HOW TO COMPLETE THIS TASK
Copy out, word for word, the stretch from the start of the records through the line containing "negative clicks: (316, 251) (355, 288)", including that line.

INFORMATION SUPPLIED
*** Block opens ***

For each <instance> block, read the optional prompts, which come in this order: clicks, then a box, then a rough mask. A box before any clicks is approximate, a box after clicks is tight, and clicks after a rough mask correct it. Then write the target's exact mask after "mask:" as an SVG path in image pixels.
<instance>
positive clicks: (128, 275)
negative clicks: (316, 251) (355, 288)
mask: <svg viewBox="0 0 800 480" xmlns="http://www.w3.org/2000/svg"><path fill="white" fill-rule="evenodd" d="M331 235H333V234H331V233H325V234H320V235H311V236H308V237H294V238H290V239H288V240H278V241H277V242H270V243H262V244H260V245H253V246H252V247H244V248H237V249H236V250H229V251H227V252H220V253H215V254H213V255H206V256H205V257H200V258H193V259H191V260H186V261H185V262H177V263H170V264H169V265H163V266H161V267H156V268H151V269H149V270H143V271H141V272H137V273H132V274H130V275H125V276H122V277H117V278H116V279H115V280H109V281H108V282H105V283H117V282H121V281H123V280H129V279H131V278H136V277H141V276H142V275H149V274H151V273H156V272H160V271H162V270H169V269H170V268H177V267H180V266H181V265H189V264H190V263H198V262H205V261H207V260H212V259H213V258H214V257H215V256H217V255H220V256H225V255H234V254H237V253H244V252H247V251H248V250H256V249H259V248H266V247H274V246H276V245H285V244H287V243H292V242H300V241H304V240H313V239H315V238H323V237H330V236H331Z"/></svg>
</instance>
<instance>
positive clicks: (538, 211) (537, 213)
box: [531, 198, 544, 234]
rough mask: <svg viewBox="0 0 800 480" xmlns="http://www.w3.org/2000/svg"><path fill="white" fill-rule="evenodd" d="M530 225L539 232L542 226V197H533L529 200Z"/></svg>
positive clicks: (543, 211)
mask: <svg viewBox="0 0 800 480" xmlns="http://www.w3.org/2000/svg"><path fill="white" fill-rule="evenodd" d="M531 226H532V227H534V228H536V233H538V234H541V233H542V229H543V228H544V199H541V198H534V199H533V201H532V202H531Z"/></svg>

*** Block closes ***

OUTPUT OF THE TASK
For each <instance> block, read the optional prompts, which come in this order: clicks, then a box, then a rough mask. A box before any clicks is approximate, a box after clicks is tight, and clicks after a rough mask correct it. Then write the target's exact mask after "mask:" as an SVG path in image pixels.
<instance>
positive clicks: (128, 275)
negative clicks: (316, 251) (355, 288)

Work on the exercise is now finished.